### DATASET EXCERPTS

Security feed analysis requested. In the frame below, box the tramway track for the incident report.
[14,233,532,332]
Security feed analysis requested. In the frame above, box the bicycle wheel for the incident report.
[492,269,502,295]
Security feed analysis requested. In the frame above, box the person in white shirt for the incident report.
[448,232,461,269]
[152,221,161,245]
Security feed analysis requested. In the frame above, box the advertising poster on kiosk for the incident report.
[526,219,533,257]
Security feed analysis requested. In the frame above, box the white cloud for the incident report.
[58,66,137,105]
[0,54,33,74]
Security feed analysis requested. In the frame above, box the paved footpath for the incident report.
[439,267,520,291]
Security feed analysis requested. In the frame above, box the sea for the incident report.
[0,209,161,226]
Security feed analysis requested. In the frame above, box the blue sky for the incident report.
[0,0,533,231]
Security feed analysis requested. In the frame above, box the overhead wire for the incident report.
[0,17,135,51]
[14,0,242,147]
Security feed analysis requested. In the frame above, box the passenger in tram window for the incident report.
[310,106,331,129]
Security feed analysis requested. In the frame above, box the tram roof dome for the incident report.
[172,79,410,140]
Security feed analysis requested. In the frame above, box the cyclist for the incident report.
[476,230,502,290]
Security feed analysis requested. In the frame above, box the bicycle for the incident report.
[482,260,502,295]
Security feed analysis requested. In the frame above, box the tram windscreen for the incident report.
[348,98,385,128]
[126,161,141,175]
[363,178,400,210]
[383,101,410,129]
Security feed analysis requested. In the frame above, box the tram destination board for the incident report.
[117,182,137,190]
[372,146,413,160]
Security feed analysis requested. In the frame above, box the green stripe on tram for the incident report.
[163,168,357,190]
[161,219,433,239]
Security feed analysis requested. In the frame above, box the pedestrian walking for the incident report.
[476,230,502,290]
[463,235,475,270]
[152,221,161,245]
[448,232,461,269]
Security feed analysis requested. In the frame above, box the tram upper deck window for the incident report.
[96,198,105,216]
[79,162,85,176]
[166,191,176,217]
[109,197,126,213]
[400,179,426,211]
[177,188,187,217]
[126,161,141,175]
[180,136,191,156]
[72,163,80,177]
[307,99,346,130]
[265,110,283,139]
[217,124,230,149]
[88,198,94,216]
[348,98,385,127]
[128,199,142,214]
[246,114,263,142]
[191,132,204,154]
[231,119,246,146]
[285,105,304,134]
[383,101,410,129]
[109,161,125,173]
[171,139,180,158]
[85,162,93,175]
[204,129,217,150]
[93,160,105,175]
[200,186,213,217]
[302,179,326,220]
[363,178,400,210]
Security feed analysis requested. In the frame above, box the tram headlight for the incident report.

### WHAT IS BEING ASKED
Reproduce the records starting at the line containing "deck window for the incident report." and ending at the end of the records, substituting "tram front lamp" for "tram headlight" and leaving everything else unchanged.

### ANSWER TO THIS PROBLEM
Security feed analysis requested. In the frame above, box the tram upper deck window for the incident report.
[96,198,105,216]
[79,162,85,176]
[166,191,176,217]
[109,197,126,213]
[400,179,426,211]
[177,188,187,217]
[126,161,141,175]
[180,136,191,156]
[72,163,80,177]
[307,99,346,130]
[265,110,283,139]
[217,124,230,149]
[88,198,94,216]
[348,98,385,127]
[128,199,142,214]
[246,114,263,142]
[191,132,204,154]
[231,119,246,146]
[285,105,304,134]
[383,101,410,129]
[109,161,125,173]
[171,139,180,158]
[85,162,93,175]
[204,129,217,150]
[93,160,105,175]
[200,186,213,217]
[302,179,326,220]
[363,178,400,210]
Security feed analysis requested. In the frame above, box the tram front lamp for the incident report.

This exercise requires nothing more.